------ Records for processing ------
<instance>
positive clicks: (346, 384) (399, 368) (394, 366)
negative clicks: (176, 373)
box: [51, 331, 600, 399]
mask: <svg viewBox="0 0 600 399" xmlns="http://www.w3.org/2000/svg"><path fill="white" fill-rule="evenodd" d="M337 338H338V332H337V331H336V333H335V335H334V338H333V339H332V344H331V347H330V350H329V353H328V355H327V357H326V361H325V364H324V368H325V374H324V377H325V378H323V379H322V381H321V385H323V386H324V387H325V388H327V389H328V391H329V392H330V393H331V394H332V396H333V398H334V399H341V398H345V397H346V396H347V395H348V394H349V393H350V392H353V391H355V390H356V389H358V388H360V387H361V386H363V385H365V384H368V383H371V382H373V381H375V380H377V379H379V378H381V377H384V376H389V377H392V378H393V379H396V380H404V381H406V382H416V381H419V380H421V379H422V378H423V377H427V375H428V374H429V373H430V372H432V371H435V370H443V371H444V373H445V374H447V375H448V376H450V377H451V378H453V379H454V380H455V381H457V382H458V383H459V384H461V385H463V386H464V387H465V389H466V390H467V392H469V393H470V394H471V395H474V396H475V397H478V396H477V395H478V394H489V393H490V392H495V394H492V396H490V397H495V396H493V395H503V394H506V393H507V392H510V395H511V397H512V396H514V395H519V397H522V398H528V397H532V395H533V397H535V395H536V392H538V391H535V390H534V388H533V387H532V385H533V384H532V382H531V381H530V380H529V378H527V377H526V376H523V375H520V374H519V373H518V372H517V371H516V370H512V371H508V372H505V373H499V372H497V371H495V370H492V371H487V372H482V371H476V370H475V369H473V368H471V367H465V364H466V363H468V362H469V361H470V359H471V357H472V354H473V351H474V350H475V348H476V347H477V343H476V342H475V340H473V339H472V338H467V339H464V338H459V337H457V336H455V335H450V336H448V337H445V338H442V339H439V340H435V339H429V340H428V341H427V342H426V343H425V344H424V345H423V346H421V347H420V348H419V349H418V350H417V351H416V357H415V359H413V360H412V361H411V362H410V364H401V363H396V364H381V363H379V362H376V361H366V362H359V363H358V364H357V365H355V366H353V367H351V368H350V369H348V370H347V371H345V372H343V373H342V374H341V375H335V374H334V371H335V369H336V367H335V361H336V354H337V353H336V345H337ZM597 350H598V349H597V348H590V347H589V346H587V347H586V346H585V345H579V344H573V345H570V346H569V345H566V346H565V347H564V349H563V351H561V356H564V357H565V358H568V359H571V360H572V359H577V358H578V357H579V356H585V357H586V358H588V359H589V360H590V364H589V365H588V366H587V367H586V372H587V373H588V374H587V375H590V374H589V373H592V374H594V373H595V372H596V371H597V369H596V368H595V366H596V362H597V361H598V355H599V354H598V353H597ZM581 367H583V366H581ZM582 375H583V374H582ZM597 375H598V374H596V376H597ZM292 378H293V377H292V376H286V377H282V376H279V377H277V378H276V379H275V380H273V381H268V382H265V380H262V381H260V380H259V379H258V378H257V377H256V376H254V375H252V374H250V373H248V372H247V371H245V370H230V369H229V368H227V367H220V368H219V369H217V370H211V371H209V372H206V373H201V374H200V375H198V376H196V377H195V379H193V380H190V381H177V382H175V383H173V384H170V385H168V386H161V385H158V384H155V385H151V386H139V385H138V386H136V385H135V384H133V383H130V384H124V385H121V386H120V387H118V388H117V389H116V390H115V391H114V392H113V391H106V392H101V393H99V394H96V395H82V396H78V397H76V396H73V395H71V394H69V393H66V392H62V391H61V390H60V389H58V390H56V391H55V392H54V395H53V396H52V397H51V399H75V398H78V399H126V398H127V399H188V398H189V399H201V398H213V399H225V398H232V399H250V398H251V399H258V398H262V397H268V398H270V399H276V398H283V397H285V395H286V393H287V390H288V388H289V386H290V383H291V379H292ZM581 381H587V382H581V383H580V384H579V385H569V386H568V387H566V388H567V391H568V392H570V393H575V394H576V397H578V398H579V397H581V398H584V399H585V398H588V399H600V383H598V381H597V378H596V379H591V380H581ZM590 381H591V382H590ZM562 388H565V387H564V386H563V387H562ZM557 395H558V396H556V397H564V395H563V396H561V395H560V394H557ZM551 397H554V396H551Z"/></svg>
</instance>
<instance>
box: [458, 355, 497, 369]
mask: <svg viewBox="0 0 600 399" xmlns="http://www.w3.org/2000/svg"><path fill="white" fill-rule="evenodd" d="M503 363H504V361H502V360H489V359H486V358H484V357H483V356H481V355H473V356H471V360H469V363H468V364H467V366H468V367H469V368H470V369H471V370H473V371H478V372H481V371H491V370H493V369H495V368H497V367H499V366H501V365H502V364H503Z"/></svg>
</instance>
------
**Work instruction:** Go through the entries and copy every line that has "clicks".

**Answer to this exercise:**
positive clicks: (346, 384) (399, 368) (394, 366)
negative clicks: (176, 373)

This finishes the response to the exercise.